**Excerpted text**
↓

Ida M. Bowman Becks

Biographical Database of Black Woman Suffragists

Biography of Ida M. Bowman Becks, 1880-1953

By Thomas Dublin, Distinguished Professor Emeritus, SUNY Binghamton

Ida M. Bowman was born in Armstrong, Missouri in 1880, the daughter of Milton Bowman. The valedictorian of her high school class, Bowman attended college or business school in Wichita for two years and then moved to Dayton, OH where she worked as the secretary of the Colored Women's League.

In 1907 she married Howard W. Becks in Greene, OH and the couple moved to Kansas City, MO the next year. In 1909 H.W. was working as a porter; by 1911 he was a mail carrier. By 1920 the couple was living in ward 10 of Kansas City. Howard was recorded as a mail carrier in 1920 and 1930; Ida did not have a recorded occupation. While they cannot be found in the 1940 census of Kansas City, their death records and city directory listings indicate that they continued to reside there through Ida's death in 1953.

↑

[Referring expression pointing data]
↓

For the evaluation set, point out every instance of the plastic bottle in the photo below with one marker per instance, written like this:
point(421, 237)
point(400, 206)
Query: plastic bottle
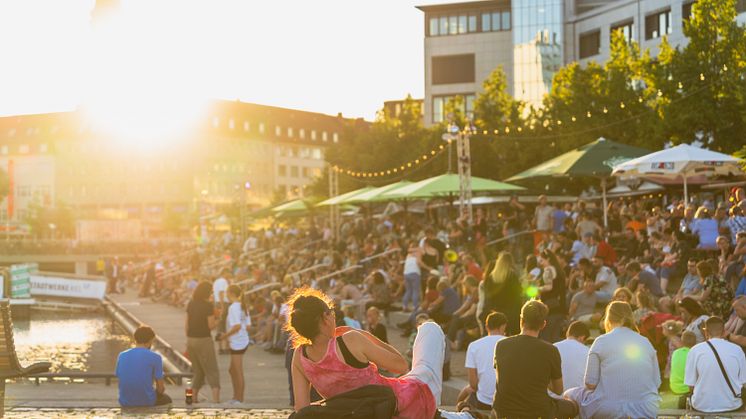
point(189, 393)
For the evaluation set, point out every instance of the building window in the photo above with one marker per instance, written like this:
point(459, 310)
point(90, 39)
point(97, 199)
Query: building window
point(627, 29)
point(686, 10)
point(449, 69)
point(452, 25)
point(440, 102)
point(658, 24)
point(473, 23)
point(590, 44)
point(506, 20)
point(496, 21)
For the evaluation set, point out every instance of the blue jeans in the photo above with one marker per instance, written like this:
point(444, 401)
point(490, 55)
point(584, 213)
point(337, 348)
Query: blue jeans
point(411, 290)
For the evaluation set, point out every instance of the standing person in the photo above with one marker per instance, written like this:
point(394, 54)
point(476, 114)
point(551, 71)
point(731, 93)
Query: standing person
point(553, 292)
point(480, 364)
point(501, 291)
point(412, 264)
point(336, 361)
point(526, 367)
point(201, 320)
point(137, 369)
point(220, 298)
point(621, 375)
point(716, 296)
point(542, 220)
point(574, 354)
point(716, 370)
point(374, 325)
point(237, 335)
point(149, 280)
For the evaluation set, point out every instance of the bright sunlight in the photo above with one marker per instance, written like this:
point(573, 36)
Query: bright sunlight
point(145, 85)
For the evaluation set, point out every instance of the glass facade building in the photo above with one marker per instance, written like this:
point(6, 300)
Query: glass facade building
point(537, 47)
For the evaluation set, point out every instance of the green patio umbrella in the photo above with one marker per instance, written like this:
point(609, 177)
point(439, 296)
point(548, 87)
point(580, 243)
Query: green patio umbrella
point(377, 194)
point(339, 199)
point(296, 206)
point(448, 184)
point(596, 159)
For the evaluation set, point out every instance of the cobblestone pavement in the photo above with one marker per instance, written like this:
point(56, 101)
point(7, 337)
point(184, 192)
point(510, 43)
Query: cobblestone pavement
point(33, 413)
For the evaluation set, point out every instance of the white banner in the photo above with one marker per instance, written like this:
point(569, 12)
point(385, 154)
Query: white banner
point(66, 287)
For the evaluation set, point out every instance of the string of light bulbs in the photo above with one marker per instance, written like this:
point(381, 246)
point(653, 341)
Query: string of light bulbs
point(428, 156)
point(402, 168)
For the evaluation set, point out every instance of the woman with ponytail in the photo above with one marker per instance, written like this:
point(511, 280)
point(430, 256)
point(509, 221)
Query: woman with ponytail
point(622, 375)
point(236, 325)
point(336, 360)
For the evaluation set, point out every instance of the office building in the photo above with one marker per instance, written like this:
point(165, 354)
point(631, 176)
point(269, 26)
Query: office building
point(531, 40)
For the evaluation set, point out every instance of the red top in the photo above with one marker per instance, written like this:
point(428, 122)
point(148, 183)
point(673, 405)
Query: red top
point(332, 376)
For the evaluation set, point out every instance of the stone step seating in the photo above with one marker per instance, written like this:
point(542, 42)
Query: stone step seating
point(681, 413)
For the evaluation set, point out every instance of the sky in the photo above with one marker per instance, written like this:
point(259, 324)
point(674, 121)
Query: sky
point(326, 56)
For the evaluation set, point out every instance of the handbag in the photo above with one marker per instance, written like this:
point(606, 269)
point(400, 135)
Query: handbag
point(722, 369)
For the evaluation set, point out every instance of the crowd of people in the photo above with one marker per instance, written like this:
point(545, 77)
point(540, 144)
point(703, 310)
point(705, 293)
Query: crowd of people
point(638, 296)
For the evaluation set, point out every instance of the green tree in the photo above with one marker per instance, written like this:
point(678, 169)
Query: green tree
point(703, 82)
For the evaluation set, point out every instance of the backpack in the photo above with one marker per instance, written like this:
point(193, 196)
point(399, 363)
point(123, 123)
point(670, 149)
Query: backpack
point(367, 402)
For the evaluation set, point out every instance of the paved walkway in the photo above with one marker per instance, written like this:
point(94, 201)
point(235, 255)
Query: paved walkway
point(32, 413)
point(265, 373)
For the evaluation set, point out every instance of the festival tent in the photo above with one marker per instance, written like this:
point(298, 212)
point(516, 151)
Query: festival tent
point(448, 184)
point(684, 163)
point(377, 194)
point(294, 208)
point(596, 159)
point(629, 190)
point(339, 199)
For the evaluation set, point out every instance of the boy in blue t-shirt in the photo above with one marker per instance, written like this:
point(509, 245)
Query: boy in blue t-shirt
point(137, 368)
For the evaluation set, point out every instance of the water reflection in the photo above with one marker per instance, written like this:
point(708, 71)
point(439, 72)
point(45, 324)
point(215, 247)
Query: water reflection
point(71, 341)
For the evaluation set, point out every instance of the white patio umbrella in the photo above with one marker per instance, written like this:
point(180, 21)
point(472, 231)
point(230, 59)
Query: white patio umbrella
point(681, 164)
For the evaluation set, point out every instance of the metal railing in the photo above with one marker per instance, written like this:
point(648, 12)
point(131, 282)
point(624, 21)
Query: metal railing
point(173, 359)
point(176, 377)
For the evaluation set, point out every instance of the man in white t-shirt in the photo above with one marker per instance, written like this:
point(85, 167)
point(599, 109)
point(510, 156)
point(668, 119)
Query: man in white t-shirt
point(574, 354)
point(480, 365)
point(220, 298)
point(543, 215)
point(711, 392)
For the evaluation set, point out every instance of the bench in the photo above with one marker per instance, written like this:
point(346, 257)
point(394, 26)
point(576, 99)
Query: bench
point(10, 367)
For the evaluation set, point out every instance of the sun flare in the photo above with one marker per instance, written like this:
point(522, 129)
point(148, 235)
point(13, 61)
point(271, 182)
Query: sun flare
point(144, 85)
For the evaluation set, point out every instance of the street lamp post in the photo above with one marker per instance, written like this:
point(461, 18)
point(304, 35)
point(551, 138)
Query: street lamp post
point(463, 155)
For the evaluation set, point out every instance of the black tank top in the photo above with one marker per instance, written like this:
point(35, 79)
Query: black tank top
point(346, 354)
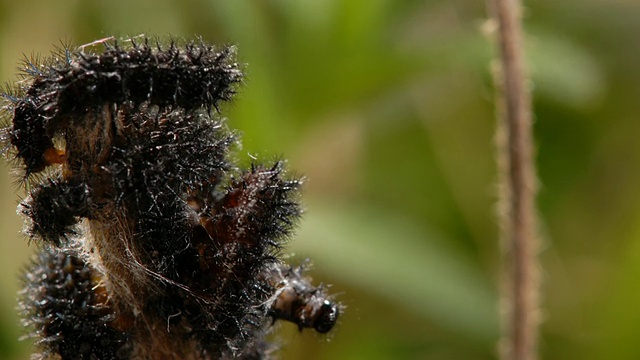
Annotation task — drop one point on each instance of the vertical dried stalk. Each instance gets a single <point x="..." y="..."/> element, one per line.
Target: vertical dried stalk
<point x="519" y="183"/>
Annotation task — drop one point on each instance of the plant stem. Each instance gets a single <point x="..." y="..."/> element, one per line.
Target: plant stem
<point x="519" y="181"/>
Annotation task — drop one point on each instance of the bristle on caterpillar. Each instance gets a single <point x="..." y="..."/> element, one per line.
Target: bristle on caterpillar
<point x="148" y="224"/>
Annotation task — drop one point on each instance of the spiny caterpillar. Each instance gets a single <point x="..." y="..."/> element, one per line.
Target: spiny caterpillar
<point x="154" y="244"/>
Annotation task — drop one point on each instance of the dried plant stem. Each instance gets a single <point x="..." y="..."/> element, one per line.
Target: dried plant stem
<point x="519" y="183"/>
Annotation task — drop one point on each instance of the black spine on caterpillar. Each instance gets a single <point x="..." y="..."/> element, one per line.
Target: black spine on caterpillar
<point x="54" y="210"/>
<point x="63" y="305"/>
<point x="296" y="300"/>
<point x="188" y="242"/>
<point x="192" y="76"/>
<point x="237" y="239"/>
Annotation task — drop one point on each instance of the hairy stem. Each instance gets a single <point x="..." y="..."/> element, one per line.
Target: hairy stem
<point x="519" y="184"/>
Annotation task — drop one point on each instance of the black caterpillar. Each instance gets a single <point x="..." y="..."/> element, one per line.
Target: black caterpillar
<point x="155" y="245"/>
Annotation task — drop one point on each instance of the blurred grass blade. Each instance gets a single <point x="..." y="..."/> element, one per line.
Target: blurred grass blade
<point x="392" y="258"/>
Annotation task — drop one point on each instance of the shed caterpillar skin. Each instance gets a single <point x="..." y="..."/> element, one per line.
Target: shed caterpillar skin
<point x="155" y="245"/>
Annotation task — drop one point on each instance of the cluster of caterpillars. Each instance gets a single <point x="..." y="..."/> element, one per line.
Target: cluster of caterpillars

↑

**Parts of the exercise**
- a) According to the biography of Ida M. Bowman Becks, what job did Howard W. Becks hold in 1909?
- b) Write out the part of the biography of Ida M. Bowman Becks starting at "In 1907 she" and ending at "death in 1953.".

**Outputs in order**
- a) He was working as a porter.

- b)
In 1907 she married Howard W. Becks in Greene, OH and the couple moved to Kansas City, MO the next year. In 1909 H.W. was working as a porter; by 1911 he was a mail carrier. By 1920 the couple was living in ward 10 of Kansas City. Howard was recorded as a mail carrier in 1920 and 1930; Ida did not have a recorded occupation. While they cannot be found in the 1940 census of Kansas City, their death records and city directory listings indicate that they continued to reside there through Ida's death in 1953.